## The request
Using the entries below, quote exactly the span of lines that begins with the line containing "Where can the shrub" and ends with the final line.

## Dataset rows on where objects appear
◆ ◆ ◆ ◆
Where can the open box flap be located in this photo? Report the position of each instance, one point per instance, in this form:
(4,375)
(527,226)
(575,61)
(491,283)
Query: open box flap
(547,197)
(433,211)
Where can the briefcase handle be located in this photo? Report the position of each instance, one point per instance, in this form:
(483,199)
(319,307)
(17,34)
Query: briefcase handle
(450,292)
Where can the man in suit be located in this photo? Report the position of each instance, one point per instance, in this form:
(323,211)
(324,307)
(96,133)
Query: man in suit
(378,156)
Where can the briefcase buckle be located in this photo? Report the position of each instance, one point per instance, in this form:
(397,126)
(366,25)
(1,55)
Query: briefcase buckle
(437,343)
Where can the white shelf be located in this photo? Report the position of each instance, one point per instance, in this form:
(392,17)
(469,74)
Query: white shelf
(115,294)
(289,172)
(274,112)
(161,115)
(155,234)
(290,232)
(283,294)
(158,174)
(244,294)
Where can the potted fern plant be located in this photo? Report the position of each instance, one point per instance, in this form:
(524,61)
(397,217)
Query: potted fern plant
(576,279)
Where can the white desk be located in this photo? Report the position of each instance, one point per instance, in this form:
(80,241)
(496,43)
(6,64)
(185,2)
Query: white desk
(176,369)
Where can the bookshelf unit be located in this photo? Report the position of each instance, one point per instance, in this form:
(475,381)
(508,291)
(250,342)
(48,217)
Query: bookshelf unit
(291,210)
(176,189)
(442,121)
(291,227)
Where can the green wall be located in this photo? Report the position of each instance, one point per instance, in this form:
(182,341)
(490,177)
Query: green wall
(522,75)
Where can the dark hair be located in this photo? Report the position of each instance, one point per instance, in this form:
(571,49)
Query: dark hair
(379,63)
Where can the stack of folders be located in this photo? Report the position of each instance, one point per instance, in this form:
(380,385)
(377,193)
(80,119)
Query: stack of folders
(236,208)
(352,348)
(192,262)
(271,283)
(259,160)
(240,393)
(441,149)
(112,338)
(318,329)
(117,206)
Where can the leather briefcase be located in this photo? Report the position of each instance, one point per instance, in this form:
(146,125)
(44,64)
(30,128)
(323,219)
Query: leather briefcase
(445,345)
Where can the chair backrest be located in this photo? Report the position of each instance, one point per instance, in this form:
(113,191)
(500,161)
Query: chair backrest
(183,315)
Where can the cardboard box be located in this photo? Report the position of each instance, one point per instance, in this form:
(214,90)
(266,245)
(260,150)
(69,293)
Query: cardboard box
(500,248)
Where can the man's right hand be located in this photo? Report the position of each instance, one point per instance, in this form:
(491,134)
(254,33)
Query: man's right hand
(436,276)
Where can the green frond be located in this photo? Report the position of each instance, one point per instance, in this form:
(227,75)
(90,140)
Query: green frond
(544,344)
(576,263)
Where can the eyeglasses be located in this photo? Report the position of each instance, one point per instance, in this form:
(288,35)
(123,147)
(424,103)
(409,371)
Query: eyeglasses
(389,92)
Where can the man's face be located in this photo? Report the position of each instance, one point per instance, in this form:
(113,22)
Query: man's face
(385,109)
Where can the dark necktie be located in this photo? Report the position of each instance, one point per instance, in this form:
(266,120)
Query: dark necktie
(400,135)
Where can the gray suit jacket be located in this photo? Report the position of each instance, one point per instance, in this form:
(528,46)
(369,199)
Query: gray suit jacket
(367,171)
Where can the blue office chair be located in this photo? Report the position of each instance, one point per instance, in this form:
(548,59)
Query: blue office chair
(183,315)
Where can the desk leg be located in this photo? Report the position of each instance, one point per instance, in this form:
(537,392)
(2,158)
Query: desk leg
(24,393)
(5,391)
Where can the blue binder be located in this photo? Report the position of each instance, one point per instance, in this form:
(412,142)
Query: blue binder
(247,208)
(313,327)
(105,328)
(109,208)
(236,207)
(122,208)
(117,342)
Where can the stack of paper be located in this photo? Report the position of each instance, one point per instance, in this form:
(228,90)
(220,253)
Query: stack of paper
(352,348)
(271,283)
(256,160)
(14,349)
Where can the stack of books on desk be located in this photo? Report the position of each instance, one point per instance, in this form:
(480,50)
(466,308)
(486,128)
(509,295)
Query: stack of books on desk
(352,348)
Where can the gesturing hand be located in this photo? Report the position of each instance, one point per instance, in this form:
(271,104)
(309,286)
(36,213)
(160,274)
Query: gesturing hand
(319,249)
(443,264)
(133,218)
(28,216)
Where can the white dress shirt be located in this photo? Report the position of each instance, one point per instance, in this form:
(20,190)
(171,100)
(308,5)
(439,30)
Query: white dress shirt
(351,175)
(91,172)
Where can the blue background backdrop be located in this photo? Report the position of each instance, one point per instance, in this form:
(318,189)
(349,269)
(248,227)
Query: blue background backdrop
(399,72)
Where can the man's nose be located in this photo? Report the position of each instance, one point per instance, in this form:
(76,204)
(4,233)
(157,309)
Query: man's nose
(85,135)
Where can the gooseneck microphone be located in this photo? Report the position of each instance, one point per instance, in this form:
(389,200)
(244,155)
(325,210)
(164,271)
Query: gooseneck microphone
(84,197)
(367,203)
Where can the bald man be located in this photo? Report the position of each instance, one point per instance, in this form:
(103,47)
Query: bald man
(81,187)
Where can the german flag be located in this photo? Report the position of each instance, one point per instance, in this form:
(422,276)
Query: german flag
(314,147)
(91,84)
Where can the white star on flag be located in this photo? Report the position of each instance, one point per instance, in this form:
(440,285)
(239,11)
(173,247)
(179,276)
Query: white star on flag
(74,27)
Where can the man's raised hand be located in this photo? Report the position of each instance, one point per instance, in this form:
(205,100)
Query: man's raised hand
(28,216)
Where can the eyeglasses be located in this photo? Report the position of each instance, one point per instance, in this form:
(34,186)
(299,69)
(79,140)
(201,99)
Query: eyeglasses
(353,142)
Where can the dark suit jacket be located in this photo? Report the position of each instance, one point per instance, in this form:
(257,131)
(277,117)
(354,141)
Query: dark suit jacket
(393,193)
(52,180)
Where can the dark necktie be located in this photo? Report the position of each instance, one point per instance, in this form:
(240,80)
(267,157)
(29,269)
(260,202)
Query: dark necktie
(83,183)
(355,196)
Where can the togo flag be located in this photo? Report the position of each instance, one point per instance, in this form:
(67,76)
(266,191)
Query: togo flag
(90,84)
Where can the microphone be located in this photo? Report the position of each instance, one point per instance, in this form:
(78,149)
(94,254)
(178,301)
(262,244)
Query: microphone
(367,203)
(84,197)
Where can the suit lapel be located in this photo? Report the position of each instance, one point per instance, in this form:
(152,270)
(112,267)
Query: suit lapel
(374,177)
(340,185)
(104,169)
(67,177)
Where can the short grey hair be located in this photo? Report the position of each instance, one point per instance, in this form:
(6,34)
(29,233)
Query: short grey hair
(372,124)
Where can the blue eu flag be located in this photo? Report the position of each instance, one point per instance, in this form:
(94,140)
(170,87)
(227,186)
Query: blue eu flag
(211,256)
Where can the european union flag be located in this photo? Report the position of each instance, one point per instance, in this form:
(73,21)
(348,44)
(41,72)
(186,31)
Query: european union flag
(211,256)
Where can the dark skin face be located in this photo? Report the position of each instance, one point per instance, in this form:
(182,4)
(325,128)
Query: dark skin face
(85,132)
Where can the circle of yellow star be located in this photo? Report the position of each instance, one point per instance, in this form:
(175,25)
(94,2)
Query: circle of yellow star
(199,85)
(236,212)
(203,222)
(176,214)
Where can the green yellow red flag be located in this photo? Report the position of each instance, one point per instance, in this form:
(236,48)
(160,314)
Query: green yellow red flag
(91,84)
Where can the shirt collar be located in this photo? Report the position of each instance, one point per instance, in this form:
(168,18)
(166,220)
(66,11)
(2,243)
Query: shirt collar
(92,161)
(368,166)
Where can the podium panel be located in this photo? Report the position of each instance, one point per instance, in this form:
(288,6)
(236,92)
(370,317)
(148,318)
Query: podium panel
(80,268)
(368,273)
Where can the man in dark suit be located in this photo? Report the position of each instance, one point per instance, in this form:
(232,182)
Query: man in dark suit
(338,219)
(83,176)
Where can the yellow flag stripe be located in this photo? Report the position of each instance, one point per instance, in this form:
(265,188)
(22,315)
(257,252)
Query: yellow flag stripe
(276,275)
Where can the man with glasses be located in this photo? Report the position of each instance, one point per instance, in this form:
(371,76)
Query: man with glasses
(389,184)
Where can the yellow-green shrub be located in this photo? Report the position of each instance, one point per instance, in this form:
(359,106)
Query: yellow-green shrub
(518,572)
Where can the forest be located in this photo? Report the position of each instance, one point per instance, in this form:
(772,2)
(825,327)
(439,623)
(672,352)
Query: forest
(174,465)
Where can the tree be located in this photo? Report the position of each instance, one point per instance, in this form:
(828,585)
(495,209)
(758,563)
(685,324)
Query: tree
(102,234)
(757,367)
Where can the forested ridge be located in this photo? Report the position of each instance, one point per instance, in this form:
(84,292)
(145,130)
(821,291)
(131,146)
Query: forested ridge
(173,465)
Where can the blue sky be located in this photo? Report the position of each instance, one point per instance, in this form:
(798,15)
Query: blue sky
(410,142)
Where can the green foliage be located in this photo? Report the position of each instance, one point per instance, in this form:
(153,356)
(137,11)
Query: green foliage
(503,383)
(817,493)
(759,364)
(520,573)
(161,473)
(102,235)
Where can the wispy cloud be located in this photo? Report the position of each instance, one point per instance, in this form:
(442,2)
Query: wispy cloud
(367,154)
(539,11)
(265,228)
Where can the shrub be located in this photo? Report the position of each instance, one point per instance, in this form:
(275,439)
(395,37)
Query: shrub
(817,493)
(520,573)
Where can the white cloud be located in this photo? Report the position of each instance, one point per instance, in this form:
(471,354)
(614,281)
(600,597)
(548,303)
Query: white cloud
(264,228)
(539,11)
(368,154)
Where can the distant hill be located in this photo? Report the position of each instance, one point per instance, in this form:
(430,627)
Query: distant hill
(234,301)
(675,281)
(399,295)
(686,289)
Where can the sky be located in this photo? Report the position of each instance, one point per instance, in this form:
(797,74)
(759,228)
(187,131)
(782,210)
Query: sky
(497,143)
◆ ◆ ◆ ◆
## Answer to the exercise
Where can the shrub be located in this photo? Report the position of each instance, one point per instance, in this form:
(275,439)
(395,37)
Query: shrub
(817,493)
(520,573)
Where can the white cloud be located in this photo? Report the position of each instance, one point per instance, in this form:
(471,354)
(614,281)
(600,597)
(548,303)
Query: white cloud
(264,228)
(539,11)
(368,154)
Where can the distant hill be located in this photo? Report the position of each instance, one point per instance, in this form:
(430,627)
Query: distant hill
(234,301)
(675,281)
(399,295)
(686,289)
Where can the sky be located in this photo? Report the position of each instance, one point per instance, in this form:
(797,74)
(759,228)
(187,131)
(782,210)
Query: sky
(497,143)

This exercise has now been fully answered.